◆ **Excerpted passage**
-------------------------

Weekly Immune Digest
As an introduction to this new topic on our website, we will select relevant articles in the immunotherapy and immune-biomarker field, just for your interest and on a weekly basis.
If you want us to add here your achievement in these domains, just email us and Philip Beer with one sentence on your manuscript and the correct reference.
At your service!
LUNG
- Spatial analysis of tumour infiltrating T cells using artificial intelligence predicted response to immune checkpoint inhibition in advanced NSCLC.
- In early stage NSCLC, the addition of PD-1 inhibition (nivolumab) to neoadjuvant chemotherapy improved pathological CR at surgery (24% versus 2%) and extended event free survival (32 versus 21 months).
COLORECTAL
PROSTATE
- In a retrospective analysis of patients with mCRPC, immune checkpoint inhibition was more effective than taxane chemotherapy for the 6% of patients with tumour mutation burden >10 mutations/Mb, otherwise taxanes were more effective.

-------------------------

◆ **Provided information**

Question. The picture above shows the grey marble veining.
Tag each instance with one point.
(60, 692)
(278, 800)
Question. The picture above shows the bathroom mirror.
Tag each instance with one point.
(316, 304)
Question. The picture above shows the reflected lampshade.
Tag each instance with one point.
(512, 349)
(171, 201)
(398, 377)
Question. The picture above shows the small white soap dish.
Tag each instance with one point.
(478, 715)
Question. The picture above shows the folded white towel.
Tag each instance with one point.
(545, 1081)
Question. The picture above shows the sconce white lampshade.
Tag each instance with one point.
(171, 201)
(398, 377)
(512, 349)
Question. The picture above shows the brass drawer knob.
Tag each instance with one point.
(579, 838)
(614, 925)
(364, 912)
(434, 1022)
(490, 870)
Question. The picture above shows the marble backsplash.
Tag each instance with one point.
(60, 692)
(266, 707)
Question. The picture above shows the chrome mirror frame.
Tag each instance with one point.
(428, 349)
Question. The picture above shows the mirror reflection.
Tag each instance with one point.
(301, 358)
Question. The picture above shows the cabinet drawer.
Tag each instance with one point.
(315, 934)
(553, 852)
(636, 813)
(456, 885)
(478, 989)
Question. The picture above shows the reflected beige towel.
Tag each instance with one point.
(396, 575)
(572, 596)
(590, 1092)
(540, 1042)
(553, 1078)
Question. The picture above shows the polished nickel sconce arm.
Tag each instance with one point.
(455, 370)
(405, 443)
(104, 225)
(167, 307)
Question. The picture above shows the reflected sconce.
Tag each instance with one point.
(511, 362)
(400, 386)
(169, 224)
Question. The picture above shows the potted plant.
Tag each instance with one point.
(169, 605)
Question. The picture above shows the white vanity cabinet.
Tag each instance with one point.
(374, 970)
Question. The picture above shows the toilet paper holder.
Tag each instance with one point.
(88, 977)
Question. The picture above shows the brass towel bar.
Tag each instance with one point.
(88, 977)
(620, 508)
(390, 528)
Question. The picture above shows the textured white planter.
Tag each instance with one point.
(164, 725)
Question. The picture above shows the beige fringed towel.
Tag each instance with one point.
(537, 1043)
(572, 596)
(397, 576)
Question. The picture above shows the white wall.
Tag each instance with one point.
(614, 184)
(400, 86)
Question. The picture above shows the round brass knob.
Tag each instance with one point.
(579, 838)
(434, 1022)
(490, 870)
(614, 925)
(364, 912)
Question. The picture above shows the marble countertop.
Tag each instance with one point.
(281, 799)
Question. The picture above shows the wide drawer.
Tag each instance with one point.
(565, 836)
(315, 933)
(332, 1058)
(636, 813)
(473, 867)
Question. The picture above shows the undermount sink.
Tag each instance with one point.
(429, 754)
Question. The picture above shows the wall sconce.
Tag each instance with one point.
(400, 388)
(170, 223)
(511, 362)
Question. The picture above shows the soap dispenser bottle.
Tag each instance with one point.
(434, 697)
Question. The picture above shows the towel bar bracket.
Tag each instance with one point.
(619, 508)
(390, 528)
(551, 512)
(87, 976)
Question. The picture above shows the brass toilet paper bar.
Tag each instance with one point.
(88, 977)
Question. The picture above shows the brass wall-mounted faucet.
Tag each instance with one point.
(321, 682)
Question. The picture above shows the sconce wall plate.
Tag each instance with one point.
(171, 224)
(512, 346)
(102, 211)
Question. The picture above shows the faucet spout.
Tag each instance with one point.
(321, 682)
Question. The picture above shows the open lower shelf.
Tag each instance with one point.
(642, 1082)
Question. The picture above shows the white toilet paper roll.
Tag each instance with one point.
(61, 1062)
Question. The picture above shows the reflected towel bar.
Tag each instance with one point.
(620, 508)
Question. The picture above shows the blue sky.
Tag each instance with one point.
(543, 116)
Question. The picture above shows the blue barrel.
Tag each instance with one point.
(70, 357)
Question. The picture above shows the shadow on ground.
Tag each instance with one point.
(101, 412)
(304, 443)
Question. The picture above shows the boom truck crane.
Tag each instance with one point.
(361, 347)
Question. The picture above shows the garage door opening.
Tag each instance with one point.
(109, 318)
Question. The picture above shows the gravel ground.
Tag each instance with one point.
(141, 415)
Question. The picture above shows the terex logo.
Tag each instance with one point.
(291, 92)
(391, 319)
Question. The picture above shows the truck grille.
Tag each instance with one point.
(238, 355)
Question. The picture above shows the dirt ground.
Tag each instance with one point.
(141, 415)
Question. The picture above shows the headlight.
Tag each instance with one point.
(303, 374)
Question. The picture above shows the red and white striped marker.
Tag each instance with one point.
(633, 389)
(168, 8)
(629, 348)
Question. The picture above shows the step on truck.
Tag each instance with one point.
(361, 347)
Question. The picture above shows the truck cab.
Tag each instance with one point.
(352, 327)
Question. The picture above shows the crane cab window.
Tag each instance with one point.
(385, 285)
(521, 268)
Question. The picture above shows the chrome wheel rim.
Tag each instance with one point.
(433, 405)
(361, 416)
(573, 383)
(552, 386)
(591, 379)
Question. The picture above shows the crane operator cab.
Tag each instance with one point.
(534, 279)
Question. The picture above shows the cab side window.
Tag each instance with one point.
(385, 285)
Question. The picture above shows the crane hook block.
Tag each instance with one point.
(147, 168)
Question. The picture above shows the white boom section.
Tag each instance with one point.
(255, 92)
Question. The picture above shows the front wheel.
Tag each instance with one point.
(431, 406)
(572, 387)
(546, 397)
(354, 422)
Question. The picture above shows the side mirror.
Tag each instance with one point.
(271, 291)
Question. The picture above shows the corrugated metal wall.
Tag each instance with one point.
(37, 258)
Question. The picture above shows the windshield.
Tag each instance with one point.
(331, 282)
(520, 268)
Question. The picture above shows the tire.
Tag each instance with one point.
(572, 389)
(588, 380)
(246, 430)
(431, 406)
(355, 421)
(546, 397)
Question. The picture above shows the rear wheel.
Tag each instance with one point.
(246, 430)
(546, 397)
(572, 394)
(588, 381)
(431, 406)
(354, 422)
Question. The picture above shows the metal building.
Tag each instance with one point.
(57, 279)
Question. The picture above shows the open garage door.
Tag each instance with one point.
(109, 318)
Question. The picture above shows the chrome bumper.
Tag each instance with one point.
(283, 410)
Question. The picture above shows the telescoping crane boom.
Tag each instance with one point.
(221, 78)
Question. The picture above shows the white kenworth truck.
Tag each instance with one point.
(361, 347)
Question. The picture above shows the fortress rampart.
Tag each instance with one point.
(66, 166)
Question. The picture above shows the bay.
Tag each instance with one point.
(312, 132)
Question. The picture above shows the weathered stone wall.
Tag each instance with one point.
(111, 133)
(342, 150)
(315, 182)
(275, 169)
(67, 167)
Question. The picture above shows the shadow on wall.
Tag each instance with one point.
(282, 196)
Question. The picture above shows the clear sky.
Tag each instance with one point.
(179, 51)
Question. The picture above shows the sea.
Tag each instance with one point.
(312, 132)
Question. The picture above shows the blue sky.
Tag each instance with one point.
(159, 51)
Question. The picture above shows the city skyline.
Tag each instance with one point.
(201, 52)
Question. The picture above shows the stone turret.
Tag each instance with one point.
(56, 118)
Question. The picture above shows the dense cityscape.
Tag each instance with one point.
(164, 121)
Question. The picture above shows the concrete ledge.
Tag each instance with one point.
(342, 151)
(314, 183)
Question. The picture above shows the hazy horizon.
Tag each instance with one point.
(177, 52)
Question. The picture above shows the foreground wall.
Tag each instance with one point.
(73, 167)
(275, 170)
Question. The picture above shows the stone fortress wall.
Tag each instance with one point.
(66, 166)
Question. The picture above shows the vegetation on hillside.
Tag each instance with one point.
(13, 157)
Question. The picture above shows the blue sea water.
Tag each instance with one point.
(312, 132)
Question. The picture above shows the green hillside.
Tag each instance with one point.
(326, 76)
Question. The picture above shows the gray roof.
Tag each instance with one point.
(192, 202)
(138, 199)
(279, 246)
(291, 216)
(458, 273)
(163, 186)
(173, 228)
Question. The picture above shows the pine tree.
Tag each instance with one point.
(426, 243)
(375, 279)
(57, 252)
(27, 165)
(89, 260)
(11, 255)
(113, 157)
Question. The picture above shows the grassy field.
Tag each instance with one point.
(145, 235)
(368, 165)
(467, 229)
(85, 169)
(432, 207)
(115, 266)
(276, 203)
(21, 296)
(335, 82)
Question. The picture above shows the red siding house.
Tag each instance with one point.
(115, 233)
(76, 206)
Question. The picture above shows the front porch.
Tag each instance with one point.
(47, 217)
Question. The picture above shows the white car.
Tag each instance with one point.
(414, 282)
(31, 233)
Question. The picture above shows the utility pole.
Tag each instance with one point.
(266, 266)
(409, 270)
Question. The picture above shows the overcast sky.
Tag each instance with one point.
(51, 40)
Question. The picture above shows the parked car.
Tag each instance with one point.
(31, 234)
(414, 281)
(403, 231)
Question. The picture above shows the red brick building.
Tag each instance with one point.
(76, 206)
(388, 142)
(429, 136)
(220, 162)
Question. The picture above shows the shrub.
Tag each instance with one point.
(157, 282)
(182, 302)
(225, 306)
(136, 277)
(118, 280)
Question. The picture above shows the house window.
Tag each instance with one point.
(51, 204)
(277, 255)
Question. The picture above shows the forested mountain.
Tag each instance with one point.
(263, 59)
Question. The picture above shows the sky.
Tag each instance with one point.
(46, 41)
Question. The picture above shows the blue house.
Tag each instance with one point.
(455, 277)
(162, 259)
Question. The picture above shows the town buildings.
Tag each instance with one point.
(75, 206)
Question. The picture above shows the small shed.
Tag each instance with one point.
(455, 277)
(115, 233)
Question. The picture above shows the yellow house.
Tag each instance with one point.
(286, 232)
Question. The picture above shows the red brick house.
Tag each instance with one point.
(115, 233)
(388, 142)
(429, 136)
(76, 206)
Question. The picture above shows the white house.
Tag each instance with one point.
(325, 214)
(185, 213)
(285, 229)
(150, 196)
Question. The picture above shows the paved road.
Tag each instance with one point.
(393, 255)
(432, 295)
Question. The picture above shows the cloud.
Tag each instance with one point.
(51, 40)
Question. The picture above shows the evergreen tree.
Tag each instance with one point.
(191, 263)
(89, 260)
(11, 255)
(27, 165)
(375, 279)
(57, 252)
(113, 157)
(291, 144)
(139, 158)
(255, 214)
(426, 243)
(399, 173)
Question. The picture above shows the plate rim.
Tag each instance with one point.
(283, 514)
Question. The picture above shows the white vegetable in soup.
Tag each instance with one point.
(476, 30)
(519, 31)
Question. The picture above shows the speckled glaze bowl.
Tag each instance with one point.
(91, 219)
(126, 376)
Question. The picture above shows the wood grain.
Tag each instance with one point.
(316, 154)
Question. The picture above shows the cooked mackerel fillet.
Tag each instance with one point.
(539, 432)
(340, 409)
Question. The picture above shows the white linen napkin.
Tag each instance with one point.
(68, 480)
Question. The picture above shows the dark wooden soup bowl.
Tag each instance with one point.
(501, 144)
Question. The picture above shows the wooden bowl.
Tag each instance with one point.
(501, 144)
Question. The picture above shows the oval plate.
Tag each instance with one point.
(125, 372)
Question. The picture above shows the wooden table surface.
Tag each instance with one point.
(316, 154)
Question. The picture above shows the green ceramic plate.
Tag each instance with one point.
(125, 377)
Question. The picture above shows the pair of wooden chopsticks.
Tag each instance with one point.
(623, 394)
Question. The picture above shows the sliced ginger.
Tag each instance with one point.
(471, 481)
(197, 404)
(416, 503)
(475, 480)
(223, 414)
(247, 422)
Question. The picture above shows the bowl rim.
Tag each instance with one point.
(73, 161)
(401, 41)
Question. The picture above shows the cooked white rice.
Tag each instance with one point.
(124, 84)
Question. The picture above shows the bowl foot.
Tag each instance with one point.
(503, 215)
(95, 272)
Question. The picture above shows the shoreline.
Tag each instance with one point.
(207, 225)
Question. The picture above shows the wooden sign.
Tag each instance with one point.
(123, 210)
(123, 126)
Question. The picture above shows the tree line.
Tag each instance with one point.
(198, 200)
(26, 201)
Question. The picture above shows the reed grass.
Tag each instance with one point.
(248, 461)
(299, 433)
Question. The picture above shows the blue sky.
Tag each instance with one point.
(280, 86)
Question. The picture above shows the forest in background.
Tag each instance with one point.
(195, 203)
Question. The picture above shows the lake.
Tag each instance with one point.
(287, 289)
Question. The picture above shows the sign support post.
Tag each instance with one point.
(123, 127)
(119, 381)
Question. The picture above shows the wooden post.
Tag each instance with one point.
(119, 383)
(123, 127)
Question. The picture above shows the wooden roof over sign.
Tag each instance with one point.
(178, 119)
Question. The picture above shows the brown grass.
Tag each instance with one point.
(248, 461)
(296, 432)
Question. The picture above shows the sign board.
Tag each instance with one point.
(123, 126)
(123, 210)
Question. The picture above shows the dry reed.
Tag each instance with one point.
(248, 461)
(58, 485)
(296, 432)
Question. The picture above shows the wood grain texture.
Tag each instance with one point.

-------------------------

◆ **Work order 1**
According to the immune digest, what pathological complete response rates at surgery were reported for early stage NSCLC with and without nivolumab added to neoadjuvant chemotherapy?
◆ **Work order 2**
Reproduce the immune digest starting at "Weekly Immune Digest" and ending at "the correct reference.", substituting "publication" for "manuscript".
These rows have no connection to the immune digest.

◆ **Solution 1**
24% with nivolumab versus 2% without it.

◆ **Solution 2**
Weekly Immune Digest
As an introduction to this new topic on our website, we will select relevant articles in the immunotherapy and immune-biomarker field, just for your interest and on a weekly basis.
If you want us to add here your achievement in these domains, just email us and Philip Beer with one sentence on your publication and the correct reference.